GIVEN DATA:
-------------------------

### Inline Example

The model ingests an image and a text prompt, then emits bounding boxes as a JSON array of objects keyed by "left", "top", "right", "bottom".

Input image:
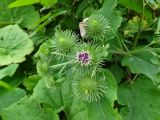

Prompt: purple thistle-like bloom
[{"left": 76, "top": 52, "right": 91, "bottom": 65}]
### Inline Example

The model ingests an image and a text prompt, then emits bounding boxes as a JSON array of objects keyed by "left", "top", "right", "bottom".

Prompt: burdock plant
[
  {"left": 84, "top": 14, "right": 110, "bottom": 41},
  {"left": 50, "top": 15, "right": 110, "bottom": 102}
]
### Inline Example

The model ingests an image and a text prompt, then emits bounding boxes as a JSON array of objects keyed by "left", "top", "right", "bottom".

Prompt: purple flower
[{"left": 76, "top": 52, "right": 91, "bottom": 65}]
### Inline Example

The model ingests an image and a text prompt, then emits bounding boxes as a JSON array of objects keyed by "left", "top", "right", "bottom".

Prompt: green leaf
[
  {"left": 23, "top": 74, "right": 40, "bottom": 91},
  {"left": 32, "top": 79, "right": 63, "bottom": 109},
  {"left": 118, "top": 0, "right": 152, "bottom": 21},
  {"left": 123, "top": 16, "right": 148, "bottom": 37},
  {"left": 118, "top": 77, "right": 160, "bottom": 120},
  {"left": 9, "top": 0, "right": 40, "bottom": 8},
  {"left": 0, "top": 89, "right": 26, "bottom": 114},
  {"left": 0, "top": 25, "right": 33, "bottom": 66},
  {"left": 85, "top": 71, "right": 122, "bottom": 120},
  {"left": 32, "top": 79, "right": 86, "bottom": 120},
  {"left": 2, "top": 97, "right": 59, "bottom": 120},
  {"left": 0, "top": 0, "right": 40, "bottom": 29},
  {"left": 41, "top": 0, "right": 57, "bottom": 7},
  {"left": 93, "top": 0, "right": 122, "bottom": 32},
  {"left": 0, "top": 64, "right": 19, "bottom": 79}
]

-------------------------

WRITTEN REQUEST: State how many lines of the listing above contain the string "purple", treating uppercase and lowercase letters as distinct, and give only that number.

THE RESPONSE: 2